━━━━━ Information supplied
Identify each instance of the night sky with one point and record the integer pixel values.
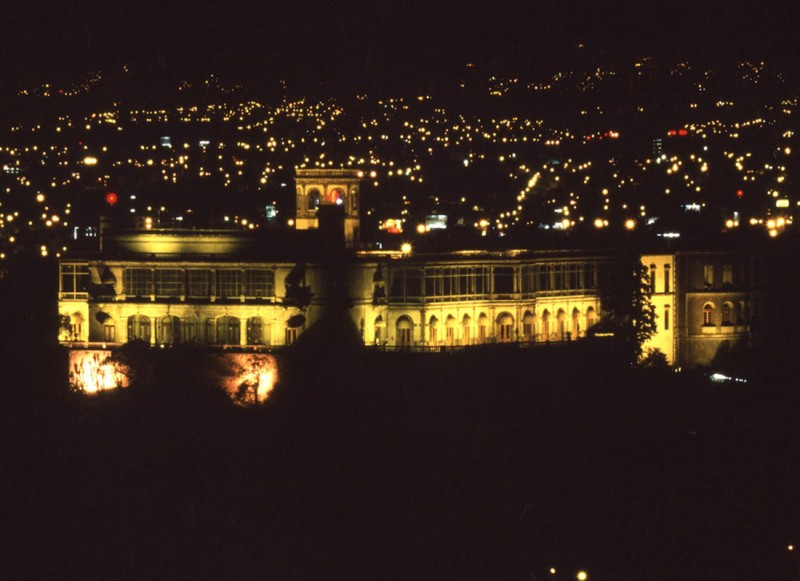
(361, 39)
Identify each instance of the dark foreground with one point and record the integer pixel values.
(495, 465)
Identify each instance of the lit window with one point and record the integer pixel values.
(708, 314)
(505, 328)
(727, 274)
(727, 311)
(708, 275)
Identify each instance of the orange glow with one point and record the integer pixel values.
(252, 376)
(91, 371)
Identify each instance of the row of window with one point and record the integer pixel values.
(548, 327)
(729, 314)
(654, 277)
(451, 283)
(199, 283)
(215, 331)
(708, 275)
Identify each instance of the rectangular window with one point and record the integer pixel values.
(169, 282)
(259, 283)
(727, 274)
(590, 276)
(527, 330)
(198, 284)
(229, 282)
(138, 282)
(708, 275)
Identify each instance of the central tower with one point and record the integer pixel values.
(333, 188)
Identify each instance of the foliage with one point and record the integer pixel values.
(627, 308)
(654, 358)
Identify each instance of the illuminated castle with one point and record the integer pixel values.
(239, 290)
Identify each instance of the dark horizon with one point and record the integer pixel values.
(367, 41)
━━━━━━━━━━
━━━━━ Information supplied
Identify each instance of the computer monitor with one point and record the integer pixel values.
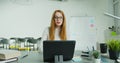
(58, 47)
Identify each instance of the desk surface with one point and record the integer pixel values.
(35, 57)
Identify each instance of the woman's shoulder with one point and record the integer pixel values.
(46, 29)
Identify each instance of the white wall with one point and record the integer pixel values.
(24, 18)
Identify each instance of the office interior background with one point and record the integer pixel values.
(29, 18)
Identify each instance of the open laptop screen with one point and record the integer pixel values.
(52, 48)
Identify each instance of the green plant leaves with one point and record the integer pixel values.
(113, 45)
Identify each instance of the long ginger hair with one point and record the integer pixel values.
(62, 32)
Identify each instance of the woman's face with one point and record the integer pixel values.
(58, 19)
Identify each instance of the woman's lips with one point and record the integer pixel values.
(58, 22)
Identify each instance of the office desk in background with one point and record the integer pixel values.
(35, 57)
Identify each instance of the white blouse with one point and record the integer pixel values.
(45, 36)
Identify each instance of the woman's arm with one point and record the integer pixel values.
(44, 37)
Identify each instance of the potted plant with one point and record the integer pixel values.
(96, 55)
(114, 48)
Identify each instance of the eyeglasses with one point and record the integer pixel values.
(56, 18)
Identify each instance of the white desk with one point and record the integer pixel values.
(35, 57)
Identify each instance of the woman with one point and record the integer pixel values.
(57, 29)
━━━━━━━━━━
*Written instruction*. Report each line of the items that contains the word "window". Case counts.

*Solution for this problem*.
Identify each instance of the lit window with one point and record the integer pixel values.
Identify each instance of the row of window with one point and record the integer pixel values.
Identify each instance of the rectangular window with one point and record the integer pixel values.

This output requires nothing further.